[Boundary annotation lines]
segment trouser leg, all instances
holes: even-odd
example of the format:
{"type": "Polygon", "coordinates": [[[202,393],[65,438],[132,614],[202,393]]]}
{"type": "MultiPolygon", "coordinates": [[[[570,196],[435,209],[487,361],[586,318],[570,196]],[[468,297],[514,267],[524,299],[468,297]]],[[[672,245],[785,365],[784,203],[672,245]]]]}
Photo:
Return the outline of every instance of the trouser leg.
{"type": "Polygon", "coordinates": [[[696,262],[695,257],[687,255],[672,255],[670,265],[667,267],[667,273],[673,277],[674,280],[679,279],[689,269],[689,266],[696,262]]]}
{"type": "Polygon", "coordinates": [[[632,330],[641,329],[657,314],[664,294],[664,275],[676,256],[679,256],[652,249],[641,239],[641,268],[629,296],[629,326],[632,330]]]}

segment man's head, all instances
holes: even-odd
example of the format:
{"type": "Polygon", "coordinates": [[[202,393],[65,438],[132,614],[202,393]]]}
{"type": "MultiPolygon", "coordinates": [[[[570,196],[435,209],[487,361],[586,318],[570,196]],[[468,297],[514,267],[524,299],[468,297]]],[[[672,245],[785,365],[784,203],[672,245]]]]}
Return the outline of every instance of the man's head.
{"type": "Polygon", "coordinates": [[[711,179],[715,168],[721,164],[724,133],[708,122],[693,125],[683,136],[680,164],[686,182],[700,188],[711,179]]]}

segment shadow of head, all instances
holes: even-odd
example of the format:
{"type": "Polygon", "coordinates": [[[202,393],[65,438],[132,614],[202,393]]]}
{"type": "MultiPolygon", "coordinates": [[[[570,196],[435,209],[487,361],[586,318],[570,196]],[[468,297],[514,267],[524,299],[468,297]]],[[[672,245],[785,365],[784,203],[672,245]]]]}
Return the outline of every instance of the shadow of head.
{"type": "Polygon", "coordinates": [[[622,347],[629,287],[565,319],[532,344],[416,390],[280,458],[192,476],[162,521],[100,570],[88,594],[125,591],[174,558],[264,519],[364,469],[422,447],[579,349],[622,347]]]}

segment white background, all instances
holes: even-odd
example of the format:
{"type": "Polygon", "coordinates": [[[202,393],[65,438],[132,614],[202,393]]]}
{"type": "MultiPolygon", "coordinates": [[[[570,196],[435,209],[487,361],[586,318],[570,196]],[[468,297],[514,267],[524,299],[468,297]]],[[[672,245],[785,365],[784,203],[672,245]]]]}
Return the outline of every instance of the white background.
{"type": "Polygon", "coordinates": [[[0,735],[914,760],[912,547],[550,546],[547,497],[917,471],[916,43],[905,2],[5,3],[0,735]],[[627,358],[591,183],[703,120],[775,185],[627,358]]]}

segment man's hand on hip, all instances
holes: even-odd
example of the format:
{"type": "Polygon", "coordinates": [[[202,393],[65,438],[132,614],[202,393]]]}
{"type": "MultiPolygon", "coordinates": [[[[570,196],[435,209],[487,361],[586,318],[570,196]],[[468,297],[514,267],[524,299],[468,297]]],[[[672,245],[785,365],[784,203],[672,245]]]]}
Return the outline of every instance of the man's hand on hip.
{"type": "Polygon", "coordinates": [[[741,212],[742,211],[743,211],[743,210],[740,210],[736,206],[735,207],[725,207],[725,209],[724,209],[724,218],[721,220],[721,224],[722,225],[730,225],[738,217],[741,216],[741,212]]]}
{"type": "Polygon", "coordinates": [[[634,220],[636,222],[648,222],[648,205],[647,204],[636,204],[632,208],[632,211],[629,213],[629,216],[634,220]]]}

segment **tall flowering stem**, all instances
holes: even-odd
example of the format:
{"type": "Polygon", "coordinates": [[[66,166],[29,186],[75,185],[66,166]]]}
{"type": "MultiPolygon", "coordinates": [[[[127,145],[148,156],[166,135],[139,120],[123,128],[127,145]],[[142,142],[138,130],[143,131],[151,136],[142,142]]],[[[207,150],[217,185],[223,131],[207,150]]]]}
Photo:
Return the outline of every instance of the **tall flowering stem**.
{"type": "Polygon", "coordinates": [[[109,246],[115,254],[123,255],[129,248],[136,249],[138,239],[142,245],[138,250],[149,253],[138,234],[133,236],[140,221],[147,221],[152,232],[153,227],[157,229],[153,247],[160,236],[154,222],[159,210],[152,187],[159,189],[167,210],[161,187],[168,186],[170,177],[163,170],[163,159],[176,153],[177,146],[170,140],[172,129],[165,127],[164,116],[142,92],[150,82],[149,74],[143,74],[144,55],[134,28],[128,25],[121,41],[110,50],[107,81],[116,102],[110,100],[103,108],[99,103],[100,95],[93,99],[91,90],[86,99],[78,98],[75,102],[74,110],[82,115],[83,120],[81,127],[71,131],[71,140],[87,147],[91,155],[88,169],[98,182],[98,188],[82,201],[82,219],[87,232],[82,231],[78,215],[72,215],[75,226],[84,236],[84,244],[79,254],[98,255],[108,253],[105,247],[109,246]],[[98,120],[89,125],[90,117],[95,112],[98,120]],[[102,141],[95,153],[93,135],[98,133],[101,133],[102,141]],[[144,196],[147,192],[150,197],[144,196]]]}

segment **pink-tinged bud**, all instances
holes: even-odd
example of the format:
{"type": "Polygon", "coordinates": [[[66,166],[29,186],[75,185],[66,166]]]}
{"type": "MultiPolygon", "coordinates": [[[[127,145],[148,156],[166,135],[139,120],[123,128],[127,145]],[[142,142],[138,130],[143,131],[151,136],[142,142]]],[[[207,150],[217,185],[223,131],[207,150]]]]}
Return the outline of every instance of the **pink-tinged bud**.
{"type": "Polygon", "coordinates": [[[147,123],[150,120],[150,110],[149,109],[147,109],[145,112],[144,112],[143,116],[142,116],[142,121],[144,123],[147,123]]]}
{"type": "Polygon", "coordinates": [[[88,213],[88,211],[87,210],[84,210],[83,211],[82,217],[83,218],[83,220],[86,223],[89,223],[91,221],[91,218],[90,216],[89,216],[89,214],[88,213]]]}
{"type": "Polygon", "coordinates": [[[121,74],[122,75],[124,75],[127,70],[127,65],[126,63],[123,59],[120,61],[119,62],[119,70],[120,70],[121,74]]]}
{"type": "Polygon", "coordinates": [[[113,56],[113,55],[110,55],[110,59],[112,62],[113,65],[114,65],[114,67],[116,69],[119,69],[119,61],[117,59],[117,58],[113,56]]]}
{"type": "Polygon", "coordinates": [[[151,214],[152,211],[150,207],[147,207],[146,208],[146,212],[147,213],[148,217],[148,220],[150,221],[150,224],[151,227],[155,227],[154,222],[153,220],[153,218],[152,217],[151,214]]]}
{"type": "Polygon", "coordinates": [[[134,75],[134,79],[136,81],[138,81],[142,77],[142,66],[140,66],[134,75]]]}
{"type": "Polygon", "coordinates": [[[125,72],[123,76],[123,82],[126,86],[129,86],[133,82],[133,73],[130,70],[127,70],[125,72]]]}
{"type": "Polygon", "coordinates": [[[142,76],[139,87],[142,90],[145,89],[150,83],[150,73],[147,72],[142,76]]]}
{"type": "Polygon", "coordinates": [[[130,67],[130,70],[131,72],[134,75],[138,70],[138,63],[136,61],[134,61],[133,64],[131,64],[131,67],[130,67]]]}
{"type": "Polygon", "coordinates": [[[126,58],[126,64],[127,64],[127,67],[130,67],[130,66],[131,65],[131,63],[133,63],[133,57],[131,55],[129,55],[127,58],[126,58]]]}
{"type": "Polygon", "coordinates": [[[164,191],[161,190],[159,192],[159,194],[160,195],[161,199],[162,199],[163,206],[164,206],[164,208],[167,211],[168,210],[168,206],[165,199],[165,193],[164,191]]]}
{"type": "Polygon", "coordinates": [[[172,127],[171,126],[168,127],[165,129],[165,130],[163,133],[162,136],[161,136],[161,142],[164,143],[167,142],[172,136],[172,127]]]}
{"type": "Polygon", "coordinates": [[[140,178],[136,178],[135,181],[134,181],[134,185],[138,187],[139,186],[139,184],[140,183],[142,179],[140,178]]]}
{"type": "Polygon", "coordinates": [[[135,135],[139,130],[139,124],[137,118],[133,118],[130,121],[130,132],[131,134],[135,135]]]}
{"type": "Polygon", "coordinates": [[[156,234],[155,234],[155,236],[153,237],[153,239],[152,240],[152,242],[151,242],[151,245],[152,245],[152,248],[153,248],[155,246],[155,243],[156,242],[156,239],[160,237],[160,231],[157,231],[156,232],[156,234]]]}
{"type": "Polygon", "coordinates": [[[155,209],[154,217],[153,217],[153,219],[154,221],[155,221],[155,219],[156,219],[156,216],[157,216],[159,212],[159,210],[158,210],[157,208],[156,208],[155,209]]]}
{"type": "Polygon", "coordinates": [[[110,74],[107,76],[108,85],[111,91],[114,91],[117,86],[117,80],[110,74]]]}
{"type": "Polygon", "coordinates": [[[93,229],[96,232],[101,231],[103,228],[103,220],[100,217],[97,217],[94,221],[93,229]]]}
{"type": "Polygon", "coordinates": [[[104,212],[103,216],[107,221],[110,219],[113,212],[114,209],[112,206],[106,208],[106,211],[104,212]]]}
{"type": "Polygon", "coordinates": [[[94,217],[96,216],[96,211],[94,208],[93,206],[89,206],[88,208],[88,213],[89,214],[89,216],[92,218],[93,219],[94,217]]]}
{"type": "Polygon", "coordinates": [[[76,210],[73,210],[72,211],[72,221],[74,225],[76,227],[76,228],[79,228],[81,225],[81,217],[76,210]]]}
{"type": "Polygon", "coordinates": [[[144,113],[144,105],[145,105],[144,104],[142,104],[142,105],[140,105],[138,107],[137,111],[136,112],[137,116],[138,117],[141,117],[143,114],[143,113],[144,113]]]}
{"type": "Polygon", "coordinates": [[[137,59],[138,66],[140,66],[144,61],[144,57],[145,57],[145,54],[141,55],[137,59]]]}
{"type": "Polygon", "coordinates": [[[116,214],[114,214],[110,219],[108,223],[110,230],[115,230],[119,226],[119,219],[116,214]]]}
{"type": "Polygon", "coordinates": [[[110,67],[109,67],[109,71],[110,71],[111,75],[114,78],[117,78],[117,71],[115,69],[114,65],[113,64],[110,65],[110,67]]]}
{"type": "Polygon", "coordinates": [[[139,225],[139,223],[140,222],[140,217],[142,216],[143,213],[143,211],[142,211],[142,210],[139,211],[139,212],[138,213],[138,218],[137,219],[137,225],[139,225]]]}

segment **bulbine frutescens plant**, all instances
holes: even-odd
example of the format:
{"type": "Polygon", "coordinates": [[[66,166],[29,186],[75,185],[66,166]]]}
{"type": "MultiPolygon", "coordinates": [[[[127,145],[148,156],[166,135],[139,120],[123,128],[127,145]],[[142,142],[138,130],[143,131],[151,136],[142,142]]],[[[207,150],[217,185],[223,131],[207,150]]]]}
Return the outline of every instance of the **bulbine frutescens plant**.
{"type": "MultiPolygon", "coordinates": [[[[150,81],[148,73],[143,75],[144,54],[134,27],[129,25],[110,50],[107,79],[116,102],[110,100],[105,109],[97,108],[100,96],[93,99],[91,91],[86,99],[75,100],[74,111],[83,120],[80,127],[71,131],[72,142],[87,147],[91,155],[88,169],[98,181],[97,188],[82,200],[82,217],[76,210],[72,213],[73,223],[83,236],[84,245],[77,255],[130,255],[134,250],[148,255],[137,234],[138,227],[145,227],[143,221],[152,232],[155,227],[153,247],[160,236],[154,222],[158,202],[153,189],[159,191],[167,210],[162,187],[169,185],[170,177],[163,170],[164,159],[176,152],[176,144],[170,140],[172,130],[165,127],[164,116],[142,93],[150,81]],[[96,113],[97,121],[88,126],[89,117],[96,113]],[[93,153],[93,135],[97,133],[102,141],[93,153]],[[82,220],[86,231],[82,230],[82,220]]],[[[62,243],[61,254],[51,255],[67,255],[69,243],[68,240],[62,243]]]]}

Written request:
Pick out every line above that contains the string "stem", matching case exactly, and copy each one.

Written response:
segment **tall flowering stem**, all instances
Return the outline of every instance of the **tall flowering stem**.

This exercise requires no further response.